### [EXERCISE AIM]
Extract the complete listing and repeat it word for word.
____________________
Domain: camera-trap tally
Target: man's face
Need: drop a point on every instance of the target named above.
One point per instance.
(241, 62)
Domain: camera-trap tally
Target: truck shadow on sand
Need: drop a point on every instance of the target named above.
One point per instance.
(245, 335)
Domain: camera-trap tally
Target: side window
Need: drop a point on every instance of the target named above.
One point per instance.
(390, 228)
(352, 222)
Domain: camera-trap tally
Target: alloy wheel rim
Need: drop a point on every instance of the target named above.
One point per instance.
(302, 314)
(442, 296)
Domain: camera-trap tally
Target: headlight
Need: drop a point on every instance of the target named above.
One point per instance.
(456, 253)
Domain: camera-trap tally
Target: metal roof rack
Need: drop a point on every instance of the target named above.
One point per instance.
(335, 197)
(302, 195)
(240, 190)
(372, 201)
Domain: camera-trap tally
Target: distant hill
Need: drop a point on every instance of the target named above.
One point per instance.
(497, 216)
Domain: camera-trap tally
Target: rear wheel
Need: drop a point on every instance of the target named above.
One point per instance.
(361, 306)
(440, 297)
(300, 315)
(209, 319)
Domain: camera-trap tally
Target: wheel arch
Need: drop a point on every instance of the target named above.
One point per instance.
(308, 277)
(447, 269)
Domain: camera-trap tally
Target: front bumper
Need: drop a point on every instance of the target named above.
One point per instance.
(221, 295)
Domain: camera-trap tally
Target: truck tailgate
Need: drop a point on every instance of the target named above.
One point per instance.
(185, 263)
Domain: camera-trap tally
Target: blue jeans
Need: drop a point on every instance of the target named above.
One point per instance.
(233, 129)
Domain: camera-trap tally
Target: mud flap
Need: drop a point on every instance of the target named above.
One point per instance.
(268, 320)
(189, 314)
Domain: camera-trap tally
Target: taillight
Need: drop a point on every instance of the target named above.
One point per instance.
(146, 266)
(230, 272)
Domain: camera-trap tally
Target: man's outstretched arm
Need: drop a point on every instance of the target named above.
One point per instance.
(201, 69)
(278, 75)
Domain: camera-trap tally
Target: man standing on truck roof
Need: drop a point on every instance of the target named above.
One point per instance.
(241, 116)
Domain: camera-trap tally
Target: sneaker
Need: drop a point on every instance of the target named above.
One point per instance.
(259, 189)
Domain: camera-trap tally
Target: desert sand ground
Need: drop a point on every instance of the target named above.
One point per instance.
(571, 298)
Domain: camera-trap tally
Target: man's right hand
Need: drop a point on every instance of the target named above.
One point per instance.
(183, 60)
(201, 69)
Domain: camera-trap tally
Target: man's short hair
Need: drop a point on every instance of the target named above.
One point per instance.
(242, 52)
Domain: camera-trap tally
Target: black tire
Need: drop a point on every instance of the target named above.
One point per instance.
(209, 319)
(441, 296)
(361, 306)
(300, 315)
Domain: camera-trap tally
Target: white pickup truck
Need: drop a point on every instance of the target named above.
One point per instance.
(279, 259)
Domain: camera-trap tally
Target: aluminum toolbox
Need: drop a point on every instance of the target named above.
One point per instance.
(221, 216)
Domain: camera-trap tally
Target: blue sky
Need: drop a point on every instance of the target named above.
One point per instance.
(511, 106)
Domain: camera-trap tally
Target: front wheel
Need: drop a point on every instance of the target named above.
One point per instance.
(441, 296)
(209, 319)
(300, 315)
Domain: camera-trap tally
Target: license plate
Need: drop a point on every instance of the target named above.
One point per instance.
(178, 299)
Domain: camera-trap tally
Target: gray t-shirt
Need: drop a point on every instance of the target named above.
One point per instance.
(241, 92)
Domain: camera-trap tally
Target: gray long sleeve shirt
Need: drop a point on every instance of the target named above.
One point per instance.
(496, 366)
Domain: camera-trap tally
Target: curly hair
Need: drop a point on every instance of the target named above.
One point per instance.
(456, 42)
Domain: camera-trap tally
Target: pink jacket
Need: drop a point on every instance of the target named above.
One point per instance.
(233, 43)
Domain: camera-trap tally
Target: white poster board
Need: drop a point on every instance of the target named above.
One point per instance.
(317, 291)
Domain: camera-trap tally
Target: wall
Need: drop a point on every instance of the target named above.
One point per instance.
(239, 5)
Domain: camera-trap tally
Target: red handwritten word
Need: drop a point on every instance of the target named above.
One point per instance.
____________________
### [THE RESPONSE]
Domain: camera-trap tally
Target: man's face
Need: drop a point on every instance of the target named above.
One point per instance.
(241, 62)
Domain: camera-trap tally
Target: truck shadow on sand
Need: drop a point on every instance of the target named above.
One point per instance.
(245, 335)
Domain: camera-trap tally
Target: side window
Need: drop a point on every instance of the target named above.
One point per instance.
(390, 228)
(352, 222)
Domain: camera-trap tally
Target: alloy wheel rim
Need: drop a point on every instance of the target named above.
One point per instance.
(302, 314)
(442, 296)
Domain: camera-trap tally
Target: headlight
Need: drop a point on every instance of the target named above.
One point per instance.
(456, 253)
Domain: camera-trap tally
Target: metal roof rack
Need: drop a point on every instance of the target named above.
One point per instance.
(335, 197)
(302, 195)
(240, 190)
(372, 201)
Domain: camera-trap tally
Target: distant hill
Need: drop a point on every instance of the target named above.
One point per instance.
(497, 216)
Domain: camera-trap tally
Target: rear wheel
Need: drop a point on every instance of the target named above.
One point per instance.
(361, 306)
(440, 297)
(300, 315)
(209, 319)
Domain: camera-trap tally
Target: wheel arch
Need: drop a point on every instance of the target named above.
One point per instance.
(308, 277)
(447, 269)
Domain: camera-trap tally
Target: front bumper
Need: drop a point on every instance of the target named above.
One point per instance.
(221, 295)
Domain: camera-trap tally
Target: truck tailgate
Need: drop a point on every instance of the target named above.
One point per instance.
(185, 263)
Domain: camera-trap tally
Target: blue jeans
Need: drop a point on every instance of the target named above.
One point per instance.
(233, 129)
Domain: camera-trap tally
Target: mud flap
Need: drop a point on every instance of the target named above.
One point per instance.
(268, 320)
(189, 314)
Domain: camera-trap tally
Target: taillight
Need: drop a point on every instance of the target named above.
One point per instance.
(146, 266)
(230, 272)
Domain: camera-trap tally
Target: man's outstretched arm
Need: drop a point on every instance of the target named above.
One point per instance.
(201, 69)
(278, 75)
Domain: camera-trap tally
Target: man standing on truck roof
Need: drop a point on every instance of the target named above.
One point per instance.
(241, 116)
Domain: camera-trap tally
Target: sneaker
Need: drop a point on every instance of the target named above.
One point per instance.
(259, 189)
Domain: camera-trap tally
Target: desert sand ground
Need: drop a point on every instance of the target named above.
One point per instance.
(571, 298)
Domain: camera-trap tally
Target: man's right hand
Need: drop a point on every instance of the target named above.
One point per instance.
(183, 60)
(201, 69)
Domain: camera-trap tally
Target: man's short hair
Need: drop a point on every instance of the target named above.
One point per instance.
(242, 52)
Domain: camera-trap tally
Target: black tire
Need: drop a point on every instance of the target named above.
One point per instance.
(209, 319)
(441, 296)
(361, 306)
(300, 315)
Domain: camera-trap tally
Target: white pickup truck
Need: drop a point on every instance of the target named above.
One point per instance.
(279, 259)
Domain: camera-trap tally
Target: aluminum toolbox
Need: drop a point on every instance of the target named above.
One point per instance.
(221, 216)
Domain: camera-trap tally
Target: blue sky
Need: drop a point on every instance of the target named above.
One point per instance.
(511, 106)
Domain: camera-trap tally
Target: front wheel
Need: drop a point on every instance of the target named above.
One point per instance.
(441, 296)
(209, 319)
(300, 315)
Domain: camera-trap tally
Target: license plate
Need: drop a point on every instance of the target named above.
One point per instance.
(178, 299)
Domain: camera-trap tally
Target: gray t-shirt
Need: drop a point on every instance of the target named above.
One point per instance.
(241, 92)
Domain: camera-trap tally
Target: gray long sleeve shirt
Need: drop a point on every instance of the target named above.
One point per instance.
(496, 366)
Domain: camera-trap tally
Target: curly hair
Need: drop a point on every instance of the target named above.
One point per instance.
(456, 42)
Domain: camera-trap tally
Target: pink jacket
Need: drop a point on every instance of the target named above.
One point per instance.
(233, 43)
Domain: camera-trap tally
Target: white poster board
Need: drop a point on every instance of the target named above.
One point per instance.
(317, 291)
Domain: camera-trap tally
Target: wall
Need: drop a point on every instance of the target named above.
One point per instance.
(239, 5)
Domain: camera-trap tally
Target: red handwritten word
Need: drop a point on every instance of the target named above.
One point per instance.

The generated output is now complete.